- WORK REQUIRED
Using the Albany Rollers text, answer yes or no to whether each statement agrees with it, and quote the words that decide each one: (a) The Oregon State League started its season with four teams. (b) The Vancouver Soldiers moved to Albany in June 1904. (c) League salaries were capped at $800.

- PASSAGE GIVEN
=====
Minor league affiliations
- Class: Class D (1904)
- League: Oregon State League (1904)

Major league affiliations
- Team: None

Minor league titles
- League titles (0): None

Team data
- Name: Vancouver Soldiers (1904) Albany Rollers (1904)
- Ballpark: Albany Base Ball Park (1904)

= Albany Rollers =

The Albany Rollers were a minor league baseball team based in Albany, Oregon. In 1904, the Rollers became members of the Class D level Oregon State League during the season, hosting home games at the Albany Base Ball Park. The Albany Rollers came into existence when the Vancouver Soldiers were forced to relocate to Albany after a territory dispute with the Pacific Coast League.

==History==
The 1904 Albany Rollers became members of the Class D level Oregon State League after the season had begun. The four–team league began play on April 8, 1904. The charter teams beginning the season were the Eugene Blues, Roseburg Shamrocks, Salem Raglans and Vancouver Soldiers. League salaries were capped at $600.

After their first season began play, the Oregon State League had not officially been admitted to minor league baseball by the National Association governing body. The Oregon State League had not vacated the Vancouver, Washington franchise after the National Association had ruled Vancouver was within the territorial limit of the Portland, Oregon franchise of the Pacific Coast League. To meet the requirement, the Vancouver Soldiers franchise moved to Albany, Oregon on May 18, 1904, and became the "Albany Rollers." Vancouver had a record of 3–8 at the time of the move. Prior to the move, on May 12, 1904, it was reported that E. P. Preble, the owner/manager of Vancouver, had visited Albany and spoke with residents about the possibility of the move. Albany residents, who had earlier supported the prospect of an Albany team in the Oregon State League when the league was formed, began a pledge drive to raise money to support the potential franchise, but were met with some resistance from local businesses before the move to Albany was ultimately made.
=====
- ROWS
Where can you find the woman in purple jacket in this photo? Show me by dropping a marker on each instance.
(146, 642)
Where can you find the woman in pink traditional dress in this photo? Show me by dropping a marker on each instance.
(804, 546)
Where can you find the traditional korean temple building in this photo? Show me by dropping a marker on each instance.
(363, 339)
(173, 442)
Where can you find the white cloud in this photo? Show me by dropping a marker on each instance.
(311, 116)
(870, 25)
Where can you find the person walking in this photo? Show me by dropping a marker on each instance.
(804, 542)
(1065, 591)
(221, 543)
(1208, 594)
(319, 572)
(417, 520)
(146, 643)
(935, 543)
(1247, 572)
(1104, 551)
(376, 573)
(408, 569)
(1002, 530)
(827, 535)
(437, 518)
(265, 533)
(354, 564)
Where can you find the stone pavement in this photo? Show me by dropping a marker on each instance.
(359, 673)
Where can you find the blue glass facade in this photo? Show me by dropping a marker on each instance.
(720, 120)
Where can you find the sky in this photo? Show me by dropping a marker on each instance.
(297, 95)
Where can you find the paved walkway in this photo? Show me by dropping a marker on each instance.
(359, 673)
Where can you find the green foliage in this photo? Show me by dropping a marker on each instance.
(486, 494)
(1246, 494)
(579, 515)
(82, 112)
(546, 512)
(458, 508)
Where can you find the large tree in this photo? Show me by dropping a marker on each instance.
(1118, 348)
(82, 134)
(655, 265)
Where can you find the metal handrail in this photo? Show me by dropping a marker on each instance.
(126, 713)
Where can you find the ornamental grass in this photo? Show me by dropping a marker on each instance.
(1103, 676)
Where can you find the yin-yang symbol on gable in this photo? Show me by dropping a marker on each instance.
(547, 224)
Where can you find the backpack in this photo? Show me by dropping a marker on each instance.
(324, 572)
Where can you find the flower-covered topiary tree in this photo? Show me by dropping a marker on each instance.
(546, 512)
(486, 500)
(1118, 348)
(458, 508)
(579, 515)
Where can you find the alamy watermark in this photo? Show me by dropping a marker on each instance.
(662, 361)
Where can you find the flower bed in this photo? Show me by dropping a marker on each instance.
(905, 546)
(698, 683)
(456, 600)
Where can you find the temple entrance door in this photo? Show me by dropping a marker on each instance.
=====
- RESPONSE BELOW
(a) Yes: "The four–team league began play on April 8, 1904."
(b) No: "the Vancouver Soldiers franchise moved to Albany, Oregon on May 18, 1904"
(c) No: "League salaries were capped at $600."